■ **Set tasks**
1. In the review, reproduce the stretch from "[Abstract / experimental" through "the central claim.".
2. Name every factor that the review says lacks controls in the experimental validation.

Summary. The paper claims that semantic similarity between textual expressions is given by the Jeffreys divergence between the reverse-time diffusion SDEs induced by conditioning a generative diffusion model on each prompt; this quantity is computable by Monte-Carlo sampling of the SDEs and is asserted to align with human-annotated similarity scores, thereby providing a new imagery-based measure of meaning and an evaluation tool for text-conditioned models.

Significance. If the central claim holds, the work supplies a parameter-free, sampling-based similarity measure grounded in the path measures of a diffusion process rather than in textual embeddings or rephrasings. The explicit reduction to Monte-Carlo estimation of Jeffreys divergence on reverse SDEs is a concrete technical contribution that could be reproduced and extended. The approach also suggests a route to auditing what text-to-image models have internalized, which would be valuable if the divergence can be shown to track semantics rather than model-specific artifacts.

major comments (2)

[Abstract / experimental validation] Abstract and experimental validation: the claim that the method 'aligns with human-annotated scores' is presented without any reported quantitative metrics (e.g., correlation coefficients, sample sizes, or statistical tests), dataset identifiers, or controls for prompt length, model choice, or conditioning strength. Because this alignment is the sole empirical support for the semantic interpretation, the absence of these details is load-bearing for the central claim.

■ **Extracted information**
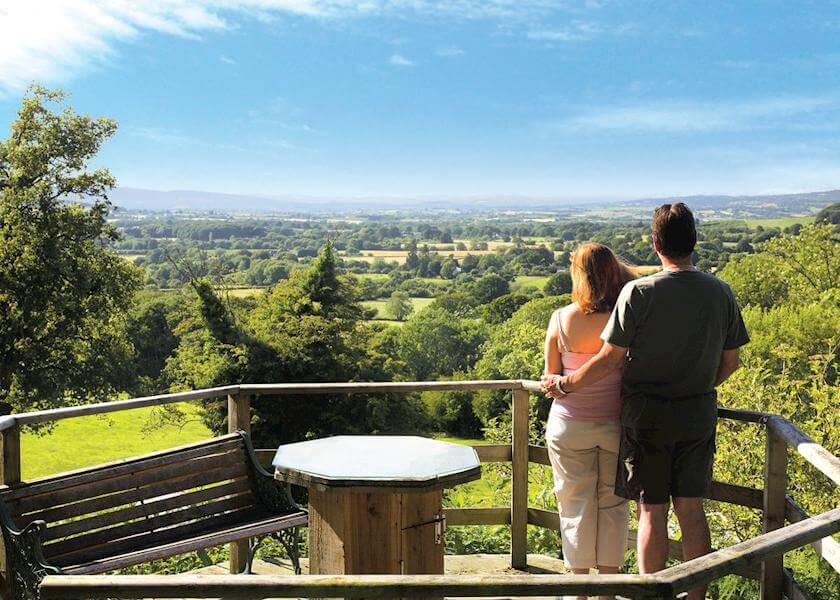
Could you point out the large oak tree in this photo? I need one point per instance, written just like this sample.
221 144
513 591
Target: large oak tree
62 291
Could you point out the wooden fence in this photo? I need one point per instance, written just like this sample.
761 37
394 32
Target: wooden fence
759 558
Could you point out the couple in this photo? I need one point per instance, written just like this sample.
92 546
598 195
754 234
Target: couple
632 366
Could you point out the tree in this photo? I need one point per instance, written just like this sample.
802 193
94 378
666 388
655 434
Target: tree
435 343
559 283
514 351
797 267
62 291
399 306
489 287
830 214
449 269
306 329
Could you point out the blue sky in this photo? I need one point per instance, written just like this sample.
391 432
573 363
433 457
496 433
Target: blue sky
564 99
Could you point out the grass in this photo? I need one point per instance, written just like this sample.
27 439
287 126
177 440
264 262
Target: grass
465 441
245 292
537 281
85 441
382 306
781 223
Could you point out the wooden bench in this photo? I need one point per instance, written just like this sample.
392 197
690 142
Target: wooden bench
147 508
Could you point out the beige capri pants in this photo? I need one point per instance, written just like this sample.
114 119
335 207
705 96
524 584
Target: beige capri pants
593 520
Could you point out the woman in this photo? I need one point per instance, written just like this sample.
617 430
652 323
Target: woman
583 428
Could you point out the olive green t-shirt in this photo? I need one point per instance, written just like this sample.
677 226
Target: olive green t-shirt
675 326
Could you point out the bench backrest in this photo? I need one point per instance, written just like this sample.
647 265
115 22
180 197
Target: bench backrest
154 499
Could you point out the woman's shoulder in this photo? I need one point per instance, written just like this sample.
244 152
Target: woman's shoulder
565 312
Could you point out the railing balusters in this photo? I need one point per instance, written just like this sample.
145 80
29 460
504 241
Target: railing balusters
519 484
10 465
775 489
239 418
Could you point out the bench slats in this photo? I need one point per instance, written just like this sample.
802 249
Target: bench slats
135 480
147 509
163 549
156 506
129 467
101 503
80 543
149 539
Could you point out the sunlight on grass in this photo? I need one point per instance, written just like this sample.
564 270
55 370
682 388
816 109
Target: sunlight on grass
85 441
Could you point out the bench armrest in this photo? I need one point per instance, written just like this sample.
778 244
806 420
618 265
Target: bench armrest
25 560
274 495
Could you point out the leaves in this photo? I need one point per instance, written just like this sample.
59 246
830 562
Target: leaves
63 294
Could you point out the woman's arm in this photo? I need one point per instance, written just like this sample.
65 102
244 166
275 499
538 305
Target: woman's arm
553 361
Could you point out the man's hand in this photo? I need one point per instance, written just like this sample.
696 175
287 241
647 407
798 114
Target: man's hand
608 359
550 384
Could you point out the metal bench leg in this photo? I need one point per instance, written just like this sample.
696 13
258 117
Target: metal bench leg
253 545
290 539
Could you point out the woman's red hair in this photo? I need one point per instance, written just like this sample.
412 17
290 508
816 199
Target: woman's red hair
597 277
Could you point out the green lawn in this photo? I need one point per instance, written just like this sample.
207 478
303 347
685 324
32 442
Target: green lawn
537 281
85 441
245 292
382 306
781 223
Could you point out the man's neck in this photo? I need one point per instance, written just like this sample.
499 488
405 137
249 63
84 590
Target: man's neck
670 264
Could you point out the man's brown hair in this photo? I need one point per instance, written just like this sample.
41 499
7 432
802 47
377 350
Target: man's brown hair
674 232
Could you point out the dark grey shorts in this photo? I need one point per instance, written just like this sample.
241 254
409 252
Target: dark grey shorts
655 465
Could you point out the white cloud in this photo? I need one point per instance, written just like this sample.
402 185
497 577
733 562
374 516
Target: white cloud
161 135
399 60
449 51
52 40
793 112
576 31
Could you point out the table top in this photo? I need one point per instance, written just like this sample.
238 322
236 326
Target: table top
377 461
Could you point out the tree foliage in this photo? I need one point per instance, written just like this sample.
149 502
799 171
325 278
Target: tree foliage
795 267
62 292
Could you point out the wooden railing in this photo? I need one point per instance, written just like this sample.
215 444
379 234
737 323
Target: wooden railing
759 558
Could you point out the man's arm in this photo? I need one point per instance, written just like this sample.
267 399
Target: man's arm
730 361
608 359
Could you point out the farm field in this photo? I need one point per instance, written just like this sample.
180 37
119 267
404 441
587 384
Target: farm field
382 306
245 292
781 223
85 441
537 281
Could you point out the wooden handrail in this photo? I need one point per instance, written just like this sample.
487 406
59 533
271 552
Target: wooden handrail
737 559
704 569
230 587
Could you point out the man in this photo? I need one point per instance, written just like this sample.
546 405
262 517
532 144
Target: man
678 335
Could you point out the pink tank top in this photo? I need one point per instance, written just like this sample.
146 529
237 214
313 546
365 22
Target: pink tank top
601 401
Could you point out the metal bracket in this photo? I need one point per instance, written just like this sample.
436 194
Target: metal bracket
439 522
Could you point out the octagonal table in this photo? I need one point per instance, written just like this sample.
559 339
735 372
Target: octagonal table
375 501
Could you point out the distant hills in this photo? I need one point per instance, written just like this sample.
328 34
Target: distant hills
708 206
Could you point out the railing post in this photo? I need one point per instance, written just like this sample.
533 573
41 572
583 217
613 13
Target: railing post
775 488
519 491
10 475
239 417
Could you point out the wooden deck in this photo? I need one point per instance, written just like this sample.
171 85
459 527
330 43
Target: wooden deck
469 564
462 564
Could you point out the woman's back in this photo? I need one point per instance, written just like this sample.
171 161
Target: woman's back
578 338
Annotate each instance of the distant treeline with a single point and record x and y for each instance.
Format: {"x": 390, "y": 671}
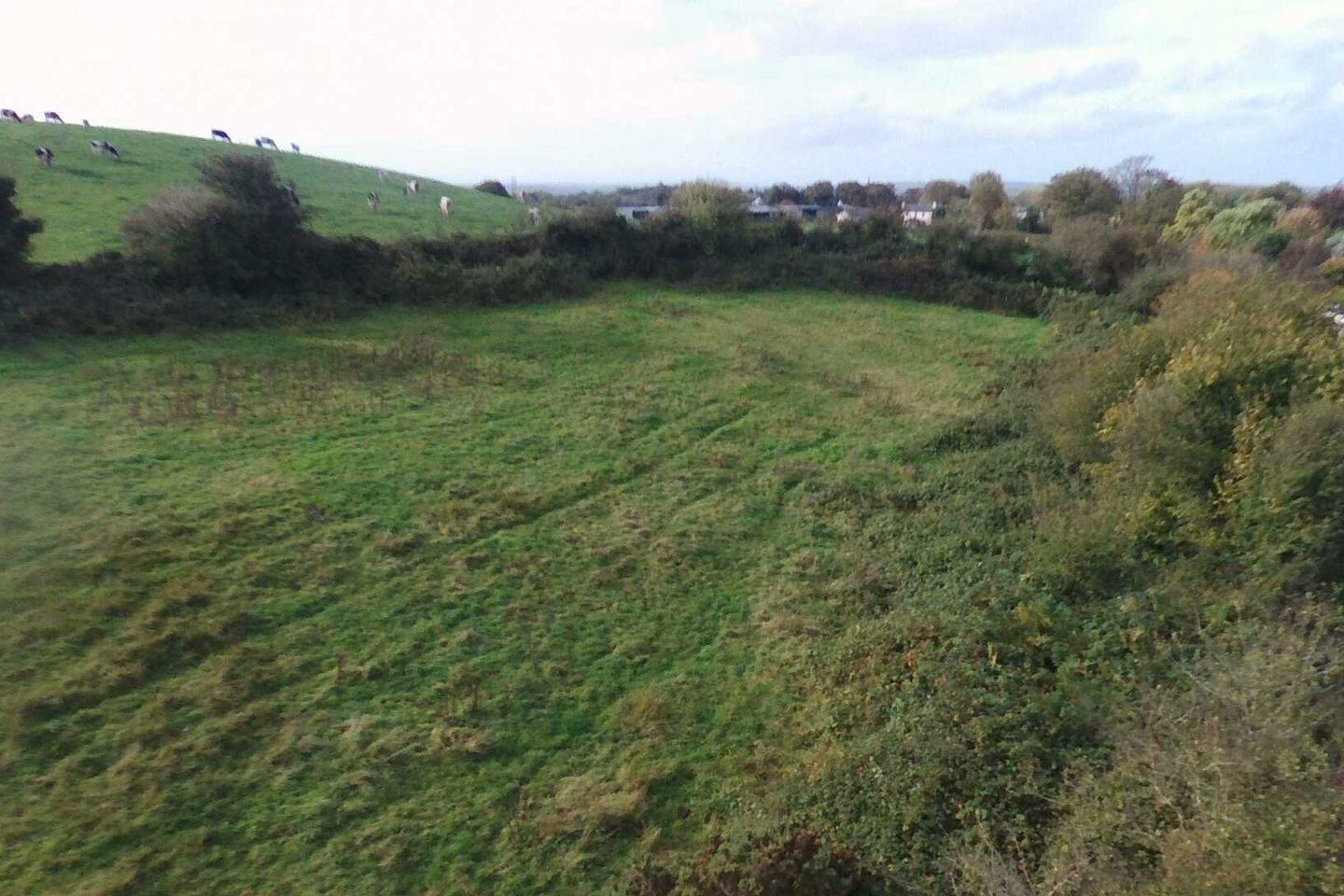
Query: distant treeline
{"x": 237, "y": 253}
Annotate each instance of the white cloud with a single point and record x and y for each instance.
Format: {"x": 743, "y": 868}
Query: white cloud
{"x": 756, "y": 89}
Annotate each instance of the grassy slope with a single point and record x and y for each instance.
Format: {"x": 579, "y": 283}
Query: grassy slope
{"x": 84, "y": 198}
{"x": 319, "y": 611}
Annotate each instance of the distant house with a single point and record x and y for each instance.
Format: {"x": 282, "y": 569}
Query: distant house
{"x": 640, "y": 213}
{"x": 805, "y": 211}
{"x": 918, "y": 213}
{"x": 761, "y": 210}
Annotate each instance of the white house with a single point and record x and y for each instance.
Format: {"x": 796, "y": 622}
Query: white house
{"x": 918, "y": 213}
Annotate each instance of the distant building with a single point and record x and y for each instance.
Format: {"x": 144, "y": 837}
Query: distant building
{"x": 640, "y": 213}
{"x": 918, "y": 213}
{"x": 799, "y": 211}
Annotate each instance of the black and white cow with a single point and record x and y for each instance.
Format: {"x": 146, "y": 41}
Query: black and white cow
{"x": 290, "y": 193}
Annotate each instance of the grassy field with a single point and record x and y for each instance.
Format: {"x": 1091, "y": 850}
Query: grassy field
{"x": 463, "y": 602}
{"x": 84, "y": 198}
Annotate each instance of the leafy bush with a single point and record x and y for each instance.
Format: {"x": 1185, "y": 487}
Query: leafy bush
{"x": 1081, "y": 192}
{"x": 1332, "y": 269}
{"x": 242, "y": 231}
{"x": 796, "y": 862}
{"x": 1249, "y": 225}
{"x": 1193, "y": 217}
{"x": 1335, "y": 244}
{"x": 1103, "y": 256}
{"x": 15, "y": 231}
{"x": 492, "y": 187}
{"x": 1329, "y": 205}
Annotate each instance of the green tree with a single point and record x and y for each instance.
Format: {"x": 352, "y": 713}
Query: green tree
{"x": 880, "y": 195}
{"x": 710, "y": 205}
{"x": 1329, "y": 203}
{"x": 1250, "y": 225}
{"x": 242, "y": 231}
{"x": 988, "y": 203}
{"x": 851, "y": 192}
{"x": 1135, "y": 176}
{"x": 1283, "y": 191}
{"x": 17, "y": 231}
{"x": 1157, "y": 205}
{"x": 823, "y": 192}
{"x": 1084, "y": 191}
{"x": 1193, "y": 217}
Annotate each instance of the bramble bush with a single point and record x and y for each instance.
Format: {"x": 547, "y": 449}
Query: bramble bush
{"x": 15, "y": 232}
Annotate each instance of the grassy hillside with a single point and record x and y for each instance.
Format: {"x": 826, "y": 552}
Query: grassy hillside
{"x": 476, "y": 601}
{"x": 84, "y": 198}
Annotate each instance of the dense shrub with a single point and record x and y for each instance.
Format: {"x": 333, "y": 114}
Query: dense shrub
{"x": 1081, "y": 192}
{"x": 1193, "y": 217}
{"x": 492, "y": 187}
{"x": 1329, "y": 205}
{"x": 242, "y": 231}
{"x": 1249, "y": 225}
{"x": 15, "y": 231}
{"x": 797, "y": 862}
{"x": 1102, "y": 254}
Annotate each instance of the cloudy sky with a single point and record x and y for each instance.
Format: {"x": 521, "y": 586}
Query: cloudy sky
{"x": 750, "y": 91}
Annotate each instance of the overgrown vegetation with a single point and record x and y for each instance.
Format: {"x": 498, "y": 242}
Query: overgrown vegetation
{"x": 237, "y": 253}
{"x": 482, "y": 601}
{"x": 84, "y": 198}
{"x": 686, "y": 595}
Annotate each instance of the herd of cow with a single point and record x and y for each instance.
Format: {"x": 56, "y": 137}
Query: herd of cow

■ **Solutions to the tasks**
1.
[Abstract / experimental validation] Abstract and experimental validation: the claim that the method 'aligns with human-annotated scores' is presented without any reported quantitative metrics (e.g., correlation coefficients, sample sizes, or statistical tests), dataset identifiers, or controls for prompt length, model choice, or conditioning strength. Because this alignment is the sole empirical support for the semantic interpretation, the absence of these details is load-bearing for the central claim.

2. Prompt length, model choice, and conditioning strength.